INSTRUÇÃO 1: Segundo o texto sobre os 50 anos da morte de Vladimir Herzog, em que data o jornalista foi assassinado?
INSTRUÇÃO 2: Prossiga o texto sobre os 50 anos da morte de Vladimir Herzog a partir da última frase apresentada.

TEXTO APRESENTADO:
┌──
Política

Morte de Vladimir Herzog completa 50 anos e relembra vítimas da ditadura em Alagoas

Historiador e familiares reforçam necessidade de reparações nos crimes contra operário Manuel Fiel Filho, Gastone Beltrão, Jayme Miranda, Odijas Carvalho, Manoel Lisboa, entre outras vítimas dos militares

Por Emanuelle Vanderlei – colaboradora / Tribuna Independente 25/10/2025 09h10
Morte de Vladimir Herzog completa 50 anos e relembra vítimas da ditadura em Alagoas
Vladimir Herzog ficou conhecido mundialmente como um símbolo da luta contra a ditadura militar brasileira - Foto: Arquivo / Instituto Vladimir Herzog

Há 50 anos, em 25 de outubro de 1975, o Brasil viveu um dos crimes mais emblemáticos da ditadura militar: o assassinato do jornalista Vladimir Herzog dentro das dependências do DOI CODI, que era órgão de repressão da ditadura militar brasileira (1964–1985), responsável pela prisão, interrogatório, tortura e morte de opositores políticos. Com ampla repercussão, o crime expôs aos olhos de todo o país a crueldade que acontecia nos porões do regime ditatorial.

A reação popular que se sucedeu a isso teria tido um papel fundamental no enfraquecimento da ditadura militar, que só acabou 10 anos depois, em 1985. Em Alagoas, aquele período teve movimentações com reflexos que são sentidos até hoje, não apenas no campo político, mas também na economia e na cultura.

Anderson Almeida, professor de história da Universidade Federal de Alagoas (Ufal), chama atenção para o nome de um alagoano que sofreu um crime parecido, mas não teve tanta visibilidade quanto Herzog.

“Tem um alagoano assassinado também em São Paulo, que é no mesmo DOI CODI que Herzog foi morto, que é o Manuel Fiel Filho. O Manuel Fiel Filho era um operário, trabalhava em São Paulo alguns anos, mas é alagoano e foi dado como suicídio também, igual Vladimir [Herzog]. Na realidade foram três ali, um militar chamado José Ferreira de Almeida, um policial militar que já estava na reserva, em agosto de 1975. Depois veio o Herzog, ainda em 75, em outubro, e em 76, Manuel Fiel Filho, no início do ano. Alagoano DOI CODI de São Paulo”, relembra o professor de história em contato com a Tribuna Independente.

A morte de Herzog marcou o país porque a primeira versão apresentada pelos militares, era de suicídio, e até uma foto da cena chegou a ser divulgada, mas o próprio autor da foto confessou posteriormente que tudo seria uma farsa. O instituto Vladimir Herzog resgata o que aconteceu naquele momento.
└──
REGISTROS BRUTOS:
┌──
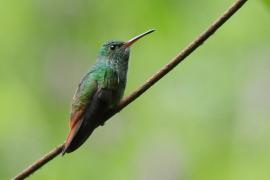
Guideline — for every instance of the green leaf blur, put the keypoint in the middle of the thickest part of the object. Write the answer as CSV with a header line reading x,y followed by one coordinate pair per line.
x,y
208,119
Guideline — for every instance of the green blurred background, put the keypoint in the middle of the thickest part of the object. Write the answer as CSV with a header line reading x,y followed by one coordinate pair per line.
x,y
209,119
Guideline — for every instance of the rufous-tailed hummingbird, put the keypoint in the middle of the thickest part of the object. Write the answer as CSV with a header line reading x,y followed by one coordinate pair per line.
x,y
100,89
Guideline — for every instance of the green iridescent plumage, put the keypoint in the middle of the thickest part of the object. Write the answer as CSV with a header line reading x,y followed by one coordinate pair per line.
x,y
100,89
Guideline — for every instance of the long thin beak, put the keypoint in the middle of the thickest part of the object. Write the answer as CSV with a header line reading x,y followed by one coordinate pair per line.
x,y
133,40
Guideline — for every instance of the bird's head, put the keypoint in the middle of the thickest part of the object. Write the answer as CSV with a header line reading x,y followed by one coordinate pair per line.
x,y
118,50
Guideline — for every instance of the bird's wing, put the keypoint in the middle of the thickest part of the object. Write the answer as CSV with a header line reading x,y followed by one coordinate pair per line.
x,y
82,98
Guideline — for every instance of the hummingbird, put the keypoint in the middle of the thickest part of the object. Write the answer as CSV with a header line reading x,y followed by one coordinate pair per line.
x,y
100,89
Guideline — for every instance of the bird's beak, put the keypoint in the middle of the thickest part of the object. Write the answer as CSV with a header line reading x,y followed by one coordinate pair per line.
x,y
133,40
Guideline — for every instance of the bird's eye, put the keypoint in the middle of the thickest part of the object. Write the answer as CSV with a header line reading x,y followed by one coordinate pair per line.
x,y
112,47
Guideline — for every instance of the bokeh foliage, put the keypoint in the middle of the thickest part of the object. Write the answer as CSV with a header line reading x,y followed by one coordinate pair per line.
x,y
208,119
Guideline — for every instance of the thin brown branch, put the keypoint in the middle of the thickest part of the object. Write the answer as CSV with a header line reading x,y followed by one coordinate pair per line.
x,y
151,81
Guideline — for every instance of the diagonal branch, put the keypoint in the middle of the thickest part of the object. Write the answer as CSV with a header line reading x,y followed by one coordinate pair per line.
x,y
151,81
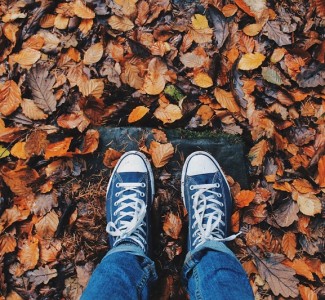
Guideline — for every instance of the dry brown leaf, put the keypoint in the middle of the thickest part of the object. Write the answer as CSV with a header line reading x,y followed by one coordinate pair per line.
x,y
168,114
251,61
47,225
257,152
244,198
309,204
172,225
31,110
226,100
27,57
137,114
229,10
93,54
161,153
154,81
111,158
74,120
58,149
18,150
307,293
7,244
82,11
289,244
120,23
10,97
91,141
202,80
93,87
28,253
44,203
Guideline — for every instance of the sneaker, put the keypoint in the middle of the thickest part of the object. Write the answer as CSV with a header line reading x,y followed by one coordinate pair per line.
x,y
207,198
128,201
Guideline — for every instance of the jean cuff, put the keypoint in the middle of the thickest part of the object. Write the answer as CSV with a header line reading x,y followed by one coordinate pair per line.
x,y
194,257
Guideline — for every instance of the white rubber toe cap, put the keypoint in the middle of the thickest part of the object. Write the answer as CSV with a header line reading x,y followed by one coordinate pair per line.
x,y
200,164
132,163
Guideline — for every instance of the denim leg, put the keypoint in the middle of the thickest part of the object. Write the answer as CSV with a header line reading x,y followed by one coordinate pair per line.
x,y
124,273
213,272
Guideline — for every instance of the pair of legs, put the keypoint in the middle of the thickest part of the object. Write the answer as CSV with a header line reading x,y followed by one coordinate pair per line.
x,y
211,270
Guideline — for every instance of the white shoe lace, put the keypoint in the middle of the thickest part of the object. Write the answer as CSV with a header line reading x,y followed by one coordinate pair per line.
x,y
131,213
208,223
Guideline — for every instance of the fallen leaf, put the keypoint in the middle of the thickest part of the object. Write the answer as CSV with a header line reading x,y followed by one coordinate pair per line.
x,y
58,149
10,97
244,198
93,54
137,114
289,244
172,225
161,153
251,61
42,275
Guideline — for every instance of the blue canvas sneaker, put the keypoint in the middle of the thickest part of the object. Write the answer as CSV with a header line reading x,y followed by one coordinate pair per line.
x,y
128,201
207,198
└──
┌──
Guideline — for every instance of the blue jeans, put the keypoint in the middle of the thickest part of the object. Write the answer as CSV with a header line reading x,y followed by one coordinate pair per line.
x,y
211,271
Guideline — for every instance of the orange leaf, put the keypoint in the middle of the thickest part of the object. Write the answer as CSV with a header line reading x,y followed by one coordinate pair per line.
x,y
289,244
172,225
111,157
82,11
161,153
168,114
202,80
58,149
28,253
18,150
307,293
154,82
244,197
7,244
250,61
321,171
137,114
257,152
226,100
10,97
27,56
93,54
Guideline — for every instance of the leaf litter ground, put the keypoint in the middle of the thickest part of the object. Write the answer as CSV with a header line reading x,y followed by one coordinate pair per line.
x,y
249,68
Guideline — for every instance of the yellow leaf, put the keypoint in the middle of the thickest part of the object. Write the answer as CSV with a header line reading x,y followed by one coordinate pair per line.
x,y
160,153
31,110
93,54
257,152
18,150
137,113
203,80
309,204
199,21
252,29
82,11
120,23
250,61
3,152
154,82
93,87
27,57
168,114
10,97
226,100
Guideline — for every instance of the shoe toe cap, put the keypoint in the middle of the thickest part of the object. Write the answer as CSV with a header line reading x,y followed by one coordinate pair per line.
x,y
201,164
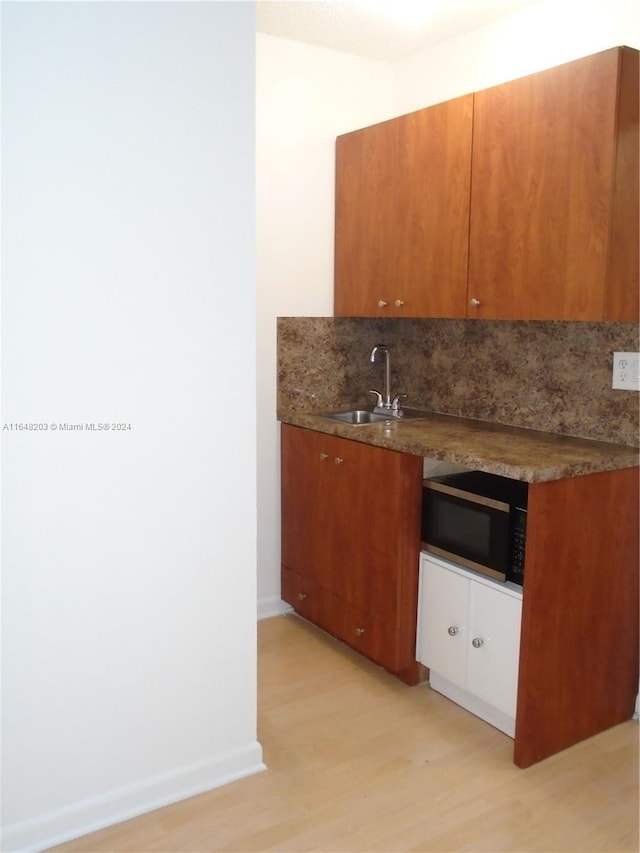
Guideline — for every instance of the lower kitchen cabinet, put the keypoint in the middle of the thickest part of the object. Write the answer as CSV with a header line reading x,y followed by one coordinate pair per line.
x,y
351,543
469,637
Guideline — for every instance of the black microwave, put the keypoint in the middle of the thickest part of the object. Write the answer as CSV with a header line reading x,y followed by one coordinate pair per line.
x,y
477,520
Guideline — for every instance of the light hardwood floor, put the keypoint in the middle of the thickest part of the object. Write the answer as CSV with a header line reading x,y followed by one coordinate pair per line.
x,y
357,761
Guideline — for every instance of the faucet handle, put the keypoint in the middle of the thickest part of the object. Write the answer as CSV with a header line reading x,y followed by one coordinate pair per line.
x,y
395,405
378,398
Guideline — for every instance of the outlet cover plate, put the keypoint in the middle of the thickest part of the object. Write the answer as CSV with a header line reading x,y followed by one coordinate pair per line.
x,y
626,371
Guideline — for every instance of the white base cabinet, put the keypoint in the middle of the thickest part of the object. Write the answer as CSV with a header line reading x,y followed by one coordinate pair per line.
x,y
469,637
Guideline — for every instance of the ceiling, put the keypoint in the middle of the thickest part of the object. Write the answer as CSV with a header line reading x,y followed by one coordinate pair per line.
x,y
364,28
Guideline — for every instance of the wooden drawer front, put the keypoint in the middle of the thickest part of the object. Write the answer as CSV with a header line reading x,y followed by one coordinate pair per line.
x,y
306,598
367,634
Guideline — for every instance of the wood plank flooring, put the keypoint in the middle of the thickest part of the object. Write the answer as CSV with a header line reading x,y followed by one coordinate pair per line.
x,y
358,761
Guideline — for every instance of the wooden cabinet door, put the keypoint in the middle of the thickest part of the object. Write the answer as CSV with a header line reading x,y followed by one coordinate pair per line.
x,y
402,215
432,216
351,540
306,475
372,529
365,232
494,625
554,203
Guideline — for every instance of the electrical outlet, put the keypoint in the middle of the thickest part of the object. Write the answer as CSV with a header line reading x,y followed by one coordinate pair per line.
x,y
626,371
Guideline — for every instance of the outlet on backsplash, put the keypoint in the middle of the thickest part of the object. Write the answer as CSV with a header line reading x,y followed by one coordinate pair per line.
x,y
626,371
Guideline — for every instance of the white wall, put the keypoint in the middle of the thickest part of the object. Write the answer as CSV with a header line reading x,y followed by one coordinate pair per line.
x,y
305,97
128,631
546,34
└──
RESPOSTA 1: Em 25 de outubro de 1975.

RESPOSTA 2:
“Manifestações populares, principalmente de estudantes, começam a eclodir, como não ocorria desde 1968. Uma semana depois do assassinato, mais de 8 mil pessoas participaram de um culto ecumênico na Catedral da Sé, em São Paulo, concelebrado pelo cardeal Dom Paulo Evaristo Arns, o rabino Henry Sobel e o reverendo James Wright. O fato mobilizou não apenas importantes setores da oposição, mas até o conservador empresariado paulista. Começava aí o processo que culminaria na redemocratização do País”.

Em janeiro de 1976, o Sindicato dos Jornalistas Profissionais no Estado de São Paulo encaminhou à Justiça Militar o manifesto “Em nome da verdade”, subscrito por 1.004 jornalistas. Era a primeira vez, naquele período de forte censura e repressão, que se ousava contestar publicamente a versão oficial de suicídio e reclamar a completa elucidação dos fatos. Em 1978, a Justiça brasileira, em sentença proferida pelo juiz Márcio José de Moraes, condenou a União pela prisão ilegal, tortura e morte de Vladimir Herzog.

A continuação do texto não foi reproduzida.